Directive a:
Show each line of the records that contains the word "white". Case counts.

------ Page extract

To set up the development environment using Dev Container, follow these steps:

1. Install [Visual Studio Code](https://code.visualstudio.com/) and the [Remote - Containers extension](https://marketplace.visualstudio.com/items?itemName=ms-vscode-remote.remote-containers).
2. Install [Docker](https://www.docker.com/)
3. Clone the repository to your local machine.
4. Open the project in Visual Studio Code.
5. When prompted, select "Reopen in Container" to automatically build and open the project inside the Dev Container.
- **.env file:** Create a `.env` file to store environment variables (refer to `.env.example` for guidance).

This setup will ensure all necessary dependencies are installed and provide an isolated environment tailored for development.

## Cloud Setup - ``GitHub Codespaces``

If you prefer to use GitHub Codespaces, follow these steps:

1. Navigate to the repository on [GitHub](https://github.com/Ismola/selenium-scraper-quickstarter).
2. Click the green "Code" button, then select "Open with Codespaces."
3. GitHub will automatically build and open the project in a preconfigured environment.
- **.env file:** Create a `.env` file to store environment variables (refer to `.env.example` for guidance).

------------
------ Data shown

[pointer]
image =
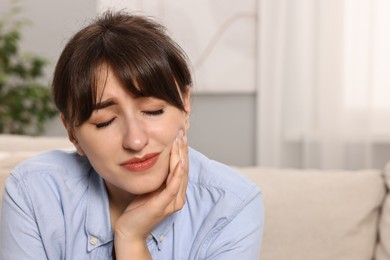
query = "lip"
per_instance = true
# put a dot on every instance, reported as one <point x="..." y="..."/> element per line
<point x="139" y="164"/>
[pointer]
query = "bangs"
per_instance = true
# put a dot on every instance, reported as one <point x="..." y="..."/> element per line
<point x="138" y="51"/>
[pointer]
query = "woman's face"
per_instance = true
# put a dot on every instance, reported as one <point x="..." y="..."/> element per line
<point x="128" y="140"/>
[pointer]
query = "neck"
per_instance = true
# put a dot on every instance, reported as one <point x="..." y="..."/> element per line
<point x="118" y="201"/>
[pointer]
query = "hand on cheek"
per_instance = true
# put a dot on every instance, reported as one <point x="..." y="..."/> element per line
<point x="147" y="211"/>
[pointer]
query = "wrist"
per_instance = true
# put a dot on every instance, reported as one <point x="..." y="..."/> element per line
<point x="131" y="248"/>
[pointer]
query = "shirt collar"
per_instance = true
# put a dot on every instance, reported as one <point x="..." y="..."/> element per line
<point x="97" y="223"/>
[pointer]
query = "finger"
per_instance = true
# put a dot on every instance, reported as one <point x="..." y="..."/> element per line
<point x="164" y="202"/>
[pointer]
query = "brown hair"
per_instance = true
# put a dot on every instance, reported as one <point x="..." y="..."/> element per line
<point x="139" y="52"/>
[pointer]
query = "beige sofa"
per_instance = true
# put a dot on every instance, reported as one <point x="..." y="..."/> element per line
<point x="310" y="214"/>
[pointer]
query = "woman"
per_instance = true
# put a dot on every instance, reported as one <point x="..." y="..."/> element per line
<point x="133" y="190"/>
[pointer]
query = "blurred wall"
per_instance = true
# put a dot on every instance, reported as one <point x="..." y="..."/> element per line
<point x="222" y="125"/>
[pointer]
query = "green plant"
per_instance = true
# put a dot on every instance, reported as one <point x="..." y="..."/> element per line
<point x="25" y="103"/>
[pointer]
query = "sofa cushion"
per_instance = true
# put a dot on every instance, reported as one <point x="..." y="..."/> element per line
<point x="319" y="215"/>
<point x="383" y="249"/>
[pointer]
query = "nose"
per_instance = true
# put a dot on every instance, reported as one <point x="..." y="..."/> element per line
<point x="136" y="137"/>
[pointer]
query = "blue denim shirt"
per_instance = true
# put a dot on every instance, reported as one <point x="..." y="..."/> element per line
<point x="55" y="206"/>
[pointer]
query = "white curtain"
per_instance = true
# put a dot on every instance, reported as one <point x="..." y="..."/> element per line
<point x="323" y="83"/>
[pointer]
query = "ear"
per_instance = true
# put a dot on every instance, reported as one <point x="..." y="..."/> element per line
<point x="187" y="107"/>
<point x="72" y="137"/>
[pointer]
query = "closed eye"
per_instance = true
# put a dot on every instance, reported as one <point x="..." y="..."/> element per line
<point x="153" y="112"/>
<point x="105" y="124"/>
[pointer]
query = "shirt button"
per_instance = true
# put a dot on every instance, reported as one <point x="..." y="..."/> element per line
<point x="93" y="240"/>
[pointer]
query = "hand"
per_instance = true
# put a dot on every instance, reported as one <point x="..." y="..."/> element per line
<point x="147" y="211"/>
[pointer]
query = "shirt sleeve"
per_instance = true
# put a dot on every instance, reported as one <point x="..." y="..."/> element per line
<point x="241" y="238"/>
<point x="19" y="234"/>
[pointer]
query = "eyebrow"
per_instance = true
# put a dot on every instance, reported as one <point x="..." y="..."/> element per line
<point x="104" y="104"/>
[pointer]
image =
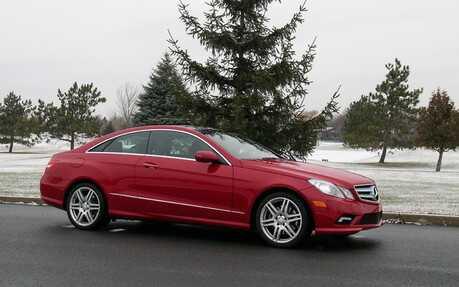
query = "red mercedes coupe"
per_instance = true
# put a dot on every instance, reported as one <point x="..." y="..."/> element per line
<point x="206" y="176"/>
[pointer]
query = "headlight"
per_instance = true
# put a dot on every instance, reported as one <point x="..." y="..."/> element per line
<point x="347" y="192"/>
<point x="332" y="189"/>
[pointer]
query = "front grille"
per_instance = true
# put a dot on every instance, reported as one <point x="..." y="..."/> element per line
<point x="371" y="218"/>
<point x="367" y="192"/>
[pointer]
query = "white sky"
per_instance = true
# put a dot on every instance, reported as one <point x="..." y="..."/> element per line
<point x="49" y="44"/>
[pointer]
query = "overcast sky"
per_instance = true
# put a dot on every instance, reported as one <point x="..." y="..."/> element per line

------------

Directive b:
Write out the stretch of the setup instructions from "This setup will" through "a preconfigured environment." word for word.

Task answer a:
query = "white curtain"
query = "white sky"

Task answer b:
This setup will ensure all necessary dependencies are installed and provide an isolated environment tailored for development.

## Cloud Setup - ``GitHub Codespaces``

If you prefer to use GitHub Codespaces, follow these steps:

1. Navigate to the repository on [GitHub](https://github.com/Ismola/selenium-scraper-quickstarter).
2. Click the green "Code" button, then select "Open with Codespaces."
3. GitHub will automatically build and open the project in a preconfigured environment.